(Data lines)
........
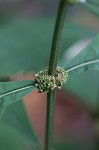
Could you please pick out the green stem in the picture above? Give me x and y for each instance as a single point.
(52, 69)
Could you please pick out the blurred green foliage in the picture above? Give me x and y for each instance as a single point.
(25, 46)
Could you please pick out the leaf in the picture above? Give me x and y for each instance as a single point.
(15, 116)
(87, 59)
(86, 87)
(10, 139)
(22, 43)
(93, 6)
(11, 92)
(78, 145)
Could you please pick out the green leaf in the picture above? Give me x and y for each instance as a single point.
(93, 6)
(87, 59)
(22, 43)
(13, 91)
(77, 145)
(15, 116)
(86, 87)
(10, 139)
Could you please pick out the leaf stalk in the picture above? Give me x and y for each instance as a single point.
(51, 71)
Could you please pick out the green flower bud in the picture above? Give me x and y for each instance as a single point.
(46, 83)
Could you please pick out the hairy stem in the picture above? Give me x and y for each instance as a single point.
(52, 69)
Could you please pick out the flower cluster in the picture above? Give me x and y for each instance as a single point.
(46, 83)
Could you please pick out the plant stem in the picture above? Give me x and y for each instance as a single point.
(52, 69)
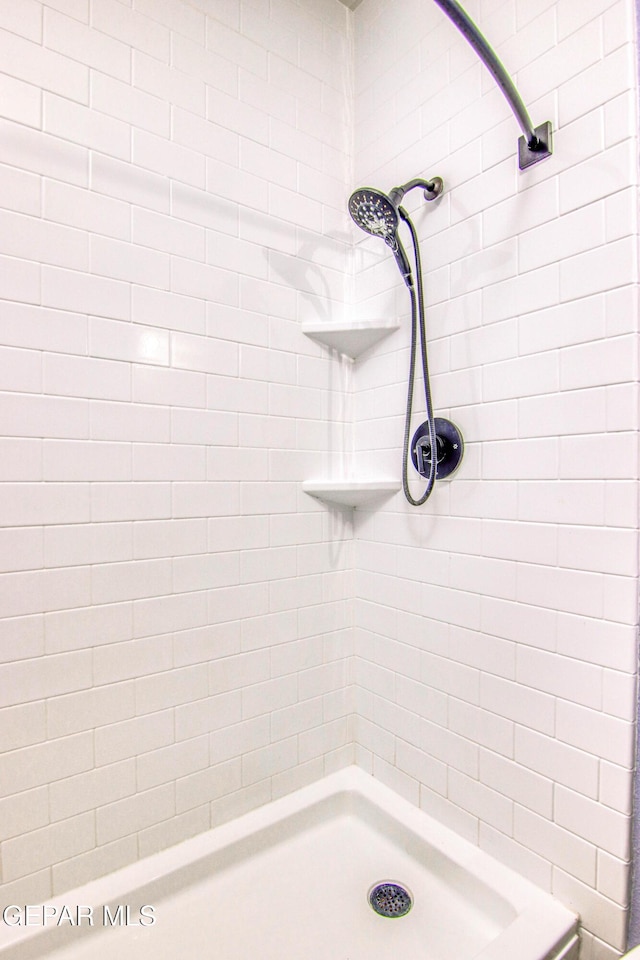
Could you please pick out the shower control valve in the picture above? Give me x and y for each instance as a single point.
(449, 448)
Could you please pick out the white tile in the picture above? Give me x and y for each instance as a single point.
(75, 41)
(126, 816)
(83, 125)
(555, 844)
(558, 761)
(70, 290)
(600, 825)
(44, 67)
(32, 851)
(21, 102)
(132, 28)
(78, 207)
(86, 377)
(595, 733)
(131, 737)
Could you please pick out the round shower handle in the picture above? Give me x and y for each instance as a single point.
(433, 188)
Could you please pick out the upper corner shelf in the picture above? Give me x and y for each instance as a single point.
(352, 338)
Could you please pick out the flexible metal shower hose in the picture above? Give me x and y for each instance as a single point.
(418, 316)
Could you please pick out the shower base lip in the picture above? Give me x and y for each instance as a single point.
(351, 493)
(337, 835)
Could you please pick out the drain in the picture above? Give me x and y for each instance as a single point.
(390, 899)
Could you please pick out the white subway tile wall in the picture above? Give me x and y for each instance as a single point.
(496, 627)
(185, 634)
(176, 614)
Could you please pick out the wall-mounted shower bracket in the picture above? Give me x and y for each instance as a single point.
(537, 141)
(449, 445)
(543, 146)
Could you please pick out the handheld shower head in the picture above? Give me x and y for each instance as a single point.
(375, 213)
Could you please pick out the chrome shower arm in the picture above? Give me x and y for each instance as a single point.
(535, 144)
(432, 189)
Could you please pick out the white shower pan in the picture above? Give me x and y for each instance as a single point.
(290, 881)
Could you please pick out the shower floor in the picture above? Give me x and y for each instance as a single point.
(297, 887)
(306, 898)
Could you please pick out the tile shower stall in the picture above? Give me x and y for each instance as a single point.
(186, 633)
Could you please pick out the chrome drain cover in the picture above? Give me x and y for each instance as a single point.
(390, 899)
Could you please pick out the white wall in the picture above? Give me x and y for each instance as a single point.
(176, 611)
(496, 625)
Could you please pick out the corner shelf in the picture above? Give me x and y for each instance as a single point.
(350, 493)
(350, 338)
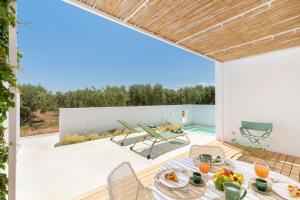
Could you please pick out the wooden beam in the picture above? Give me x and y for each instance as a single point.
(143, 5)
(223, 23)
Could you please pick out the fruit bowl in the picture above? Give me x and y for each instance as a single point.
(227, 175)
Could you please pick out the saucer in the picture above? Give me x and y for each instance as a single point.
(267, 192)
(202, 182)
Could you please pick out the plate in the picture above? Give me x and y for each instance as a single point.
(213, 188)
(281, 189)
(217, 163)
(183, 180)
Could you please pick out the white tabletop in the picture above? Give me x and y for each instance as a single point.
(211, 193)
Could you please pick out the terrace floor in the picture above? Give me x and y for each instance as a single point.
(280, 163)
(47, 172)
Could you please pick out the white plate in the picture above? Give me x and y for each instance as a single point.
(183, 180)
(281, 189)
(222, 162)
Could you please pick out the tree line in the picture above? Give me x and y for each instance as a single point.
(37, 97)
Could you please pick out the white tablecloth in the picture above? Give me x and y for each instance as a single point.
(211, 193)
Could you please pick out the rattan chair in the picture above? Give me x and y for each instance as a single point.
(196, 150)
(123, 183)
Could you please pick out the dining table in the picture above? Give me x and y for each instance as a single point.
(208, 191)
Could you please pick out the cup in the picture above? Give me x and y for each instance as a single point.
(206, 157)
(233, 191)
(197, 177)
(261, 184)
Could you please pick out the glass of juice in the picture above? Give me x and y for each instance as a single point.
(261, 168)
(204, 166)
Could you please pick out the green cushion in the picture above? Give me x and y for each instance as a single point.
(257, 126)
(169, 135)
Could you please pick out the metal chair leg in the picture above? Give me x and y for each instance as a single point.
(122, 143)
(136, 141)
(149, 153)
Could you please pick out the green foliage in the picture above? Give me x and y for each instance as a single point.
(34, 98)
(7, 18)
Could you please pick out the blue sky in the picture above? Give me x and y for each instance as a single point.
(66, 48)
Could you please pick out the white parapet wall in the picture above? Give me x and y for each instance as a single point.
(102, 119)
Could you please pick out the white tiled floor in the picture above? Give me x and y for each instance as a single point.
(54, 173)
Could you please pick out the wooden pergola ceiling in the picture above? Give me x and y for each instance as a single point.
(219, 29)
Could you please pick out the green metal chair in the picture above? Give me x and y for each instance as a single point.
(255, 142)
(160, 137)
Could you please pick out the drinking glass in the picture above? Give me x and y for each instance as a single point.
(261, 168)
(204, 166)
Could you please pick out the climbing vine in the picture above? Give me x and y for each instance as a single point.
(7, 77)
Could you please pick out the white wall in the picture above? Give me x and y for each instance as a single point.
(101, 119)
(265, 88)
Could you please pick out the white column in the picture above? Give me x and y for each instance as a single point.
(14, 117)
(219, 100)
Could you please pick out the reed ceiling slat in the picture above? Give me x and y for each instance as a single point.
(220, 29)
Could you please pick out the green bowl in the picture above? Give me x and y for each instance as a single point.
(205, 157)
(261, 184)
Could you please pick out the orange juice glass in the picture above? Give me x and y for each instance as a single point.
(204, 166)
(261, 169)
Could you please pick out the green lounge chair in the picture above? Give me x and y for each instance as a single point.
(255, 142)
(127, 127)
(160, 137)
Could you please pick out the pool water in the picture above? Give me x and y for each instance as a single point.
(201, 129)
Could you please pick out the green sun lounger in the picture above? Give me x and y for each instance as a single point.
(127, 127)
(254, 143)
(160, 137)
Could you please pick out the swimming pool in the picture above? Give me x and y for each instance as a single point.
(201, 129)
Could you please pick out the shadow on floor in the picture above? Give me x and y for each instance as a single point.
(162, 148)
(130, 140)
........
Problem:
Change every "single point" in these lines to "one point" and leave everything else as it is. Leave the pictures out of your answer.

Reply to the exercise:
Could you please pick out the green stem in the picture above? Give me x and y for each instance as a one point.
(52, 69)
Could you please pick out the blurred green foliage in the picture above? Give me x and y for each instance as a one point.
(25, 46)
Could you please pick out the leaf in the picture above? Give me x and y for each instance as a one point.
(15, 116)
(87, 59)
(86, 87)
(10, 139)
(22, 43)
(93, 6)
(11, 92)
(78, 145)
Could you please pick out the green leaf in the picture above? Give me x and y for each instance as a one point.
(93, 6)
(87, 59)
(22, 43)
(13, 91)
(77, 145)
(15, 116)
(86, 87)
(10, 139)
Could you please pick out the leaf stalk in the picture above? Give me x and y for each instance as a one point.
(51, 71)
Could you please pick out the green flower bud in the picture above? Give me x and y for each instance as a one point.
(46, 83)
Could you please pick out the hairy stem in the picture above? Give me x and y for each instance as a one point.
(52, 69)
Could you please pick out the flower cluster in the picture above? Give me x and y for each instance as a one point.
(46, 83)
Could you please pick out the plant stem in the picture above? Give me x and y for each instance as a one point.
(52, 69)
Could you please pick out the shower control valve in the picture above? Give me x and y for each instance as a one point.
(449, 448)
Could you please pick out the white tile in the picture above? Give me x and y for each instance as a one point.
(75, 41)
(126, 816)
(83, 125)
(555, 844)
(558, 761)
(70, 290)
(600, 825)
(44, 67)
(32, 851)
(21, 102)
(132, 28)
(78, 207)
(86, 377)
(595, 733)
(131, 737)
Could you please pick out the round shower handle in the picture above? Give me x and y for each instance as a one point.
(433, 188)
Could you please pick out the upper corner shelf in the picture above? Give me x and y for each instance as a one point.
(352, 338)
Could you please pick out the flexible metal shower hose in the picture above? Give me x and y for each instance as a one point.
(418, 316)
Could you please pick out the shower base lip in the picture above? Give me x and y for each instance as a one point.
(351, 493)
(337, 835)
Could you please pick out the drain in the picture above? Give me x and y for each instance as a one point.
(390, 899)
Could you please pick out the white subway tile wall in the picture above? Give me x and y for each instance as a one point.
(496, 627)
(185, 634)
(176, 614)
Could you please pick out the wall-mounted shower bracket in the picture above? Give me x and y for each instance as a one point.
(537, 141)
(449, 445)
(543, 146)
Could you please pick out the handheld shower head in the picture above? Give me x and y for each instance as a one point.
(375, 213)
Could you please pick out the chrome shower arm in the picture above? Give me x and y for each instance as a one point.
(535, 144)
(432, 189)
Could you please pick out the white shower pan in the picture above? Give me x and y for each instance as a one point.
(290, 881)
Could you please pick out the shower floor in the picture above? Give me x and y for each instance as a one point.
(297, 887)
(306, 898)
Could you please pick out the tile shower stall in the picture above? Give me x and y for each instance as a one point.
(186, 633)
Could you please pick out the chrome drain cover in the picture above? Give me x and y for each instance as a one point.
(390, 899)
Could you please pick out the white wall in the picture above? Give me x and y for each instance as a one point.
(176, 611)
(496, 625)
Could you please pick out the corner shelf in the picture above? Give me x and y for each instance as a one point.
(350, 493)
(350, 338)
Could you please pick out the wooden beam in the picture above? Give me x and y for each instance as a one point.
(143, 5)
(223, 23)
Could you please pick out the fruit bowl in the picture above? Give me x and y for each instance as a one point.
(227, 175)
Could you please pick out the saucer in the picture above? Give me x and y for each instance as a one point.
(267, 192)
(202, 182)
Could you please pick out the plate in the picture above? Give me x and y for each instance as a one point.
(213, 188)
(281, 189)
(217, 163)
(183, 180)
Could you please pick out the white tabletop in the picture above? Give me x and y for each instance as a one point.
(211, 193)
Could you please pick out the terrace floor in the picture above? Give me x and y for each instance as a one point.
(280, 163)
(47, 172)
Could you please pick out the white plate in the picture above? Give me x and y for each instance as a one point.
(183, 180)
(281, 189)
(222, 162)
Could you please pick out the tree line in the picture above? Give me x and y for each instance as a one point.
(37, 97)
Could you please pick out the white tablecloth in the picture above? Give me x and y for each instance as a one point.
(211, 193)
Could you please pick out the rattan chair in the picture above? Give me x and y for each instance as a one point.
(196, 150)
(123, 183)
Could you please pick out the dining table in the picture above? Give me x and y for each instance as a one point.
(208, 191)
Could you please pick out the cup in the picture above? Give me x and y for each instance as a one point.
(206, 157)
(233, 191)
(197, 177)
(261, 184)
Could you please pick out the glass of juice in the picture above? Give me x and y for each instance as a one point.
(261, 168)
(204, 166)
Could you please pick out the green cushion in the picture above? Give me x and y for each instance as a one point.
(257, 126)
(169, 135)
Could you please pick out the metal chair leg in the picture above? Give me x and y for each instance as a one point.
(122, 143)
(136, 141)
(149, 153)
Could you please pick out the green foliage in the picture above? Give me x and y for each instance as a one point.
(34, 98)
(7, 18)
Could you please pick out the blue sky in the picture above? Give me x and y for each instance as a one point.
(66, 48)
Could you please pick out the white parapet wall in the picture above? Give me x and y for each instance as a one point.
(102, 119)
Could you please pick out the white tiled floor in the picture above? Give me x and y for each instance as a one point.
(54, 173)
Could you please pick out the wooden pergola ceiling in the picture above? Give me x and y for each instance as a one point.
(219, 29)
Could you please pick out the green metal chair in the picture above? Give me x and y for each instance as a one point.
(255, 142)
(160, 137)
Could you please pick out the drinking glass in the picture above? Give me x and y for each instance as a one point.
(261, 168)
(204, 166)
Could you please pick out the climbing vine in the picture above? Give me x and y for each instance as a one point.
(7, 77)
Could you please pick out the white wall in the picture above? Give me x and y for each instance as a one point.
(101, 119)
(265, 88)
Could you please pick out the white column in the picture above? Give me x and y for each instance as a one point.
(14, 117)
(219, 100)
Could you please pick out the reed ceiling slat in the picture above? Give me x and y for each instance as a one point.
(220, 29)
Could you please pick out the green bowl in the picture above? Give me x and y for each instance as a one point.
(205, 157)
(261, 184)
Could you please pick out the orange juice glass in the picture above? Give me x and y for each instance as a one point.
(204, 166)
(261, 169)
Could you please pick out the green lounge chair in the picture above? Give me x and y for each instance as a one point.
(255, 142)
(127, 127)
(160, 137)
Could you please pick out the pool water in the picture above? Give me x and y for each instance as a one point.
(201, 129)
Could you please pick out the green sun lounger in the picture above? Give me x and y for each instance as a one point.
(127, 127)
(254, 143)
(160, 137)
Could you please pick out the swimming pool in the picture above? Give me x and y for each instance as a one point.
(201, 129)
Could you please pick out the shadow on floor in the picture above? Give me x and y for each instance as a one point.
(162, 148)
(130, 140)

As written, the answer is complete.